--- Begin RAW RECORDS ---

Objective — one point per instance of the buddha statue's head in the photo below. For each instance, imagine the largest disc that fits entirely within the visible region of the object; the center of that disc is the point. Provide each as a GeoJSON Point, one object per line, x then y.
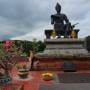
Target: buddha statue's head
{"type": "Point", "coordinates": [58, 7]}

--- End RAW RECORDS ---
--- Begin RAW RECORDS ---

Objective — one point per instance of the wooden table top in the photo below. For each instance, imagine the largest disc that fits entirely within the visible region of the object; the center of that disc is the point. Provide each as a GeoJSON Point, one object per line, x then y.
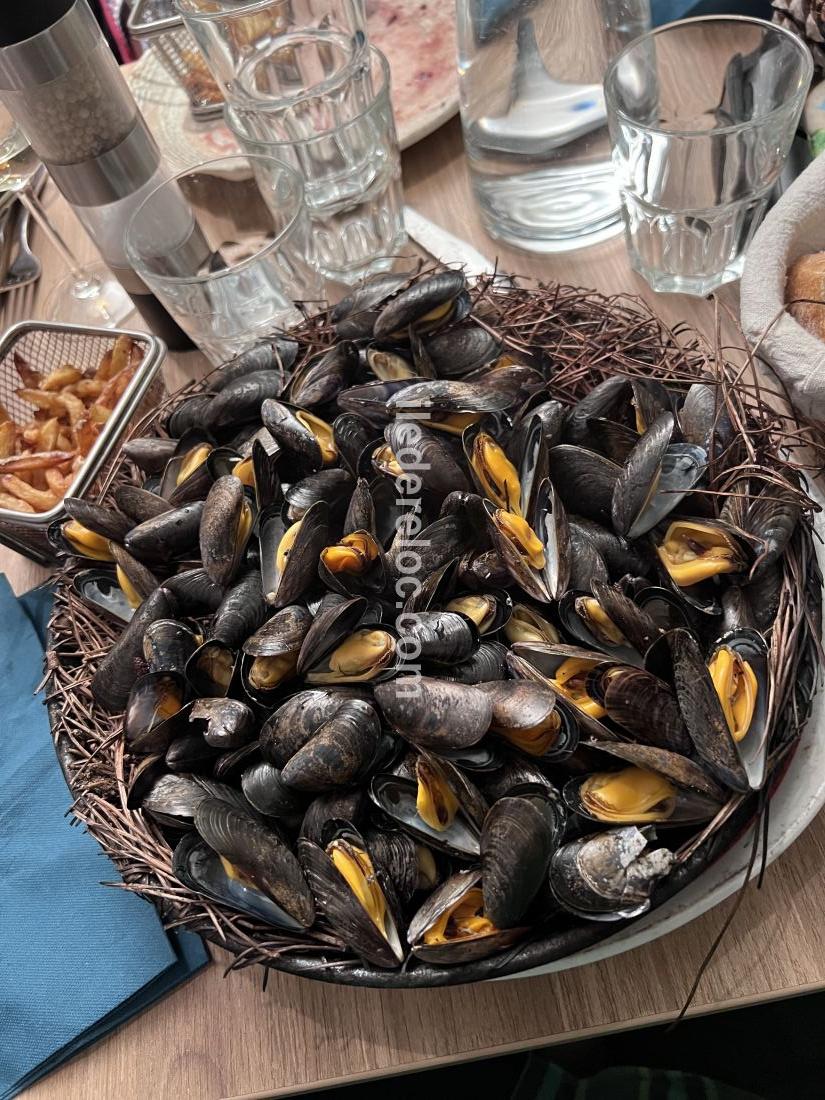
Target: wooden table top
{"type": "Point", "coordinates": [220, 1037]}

--- End RAW RECORDS ---

Revise the data, starting with the line containing "Objective — one point per instance of the buddha" and going on through the line containing "Target: buddha statue's head", so that "disc" becomes "circle" and nothing else changes. Leave the picture out of the revised lines.

EXERCISE RESPONSE:
Objective — one point per instance of the buddha statue's head in the photo below. For each instance, imagine the largest circle that fits entirely within the visible region of the object; the center of that circle is the point. Provide each as a GeoJSON Point, one object per line, x then y.
Target: buddha statue's head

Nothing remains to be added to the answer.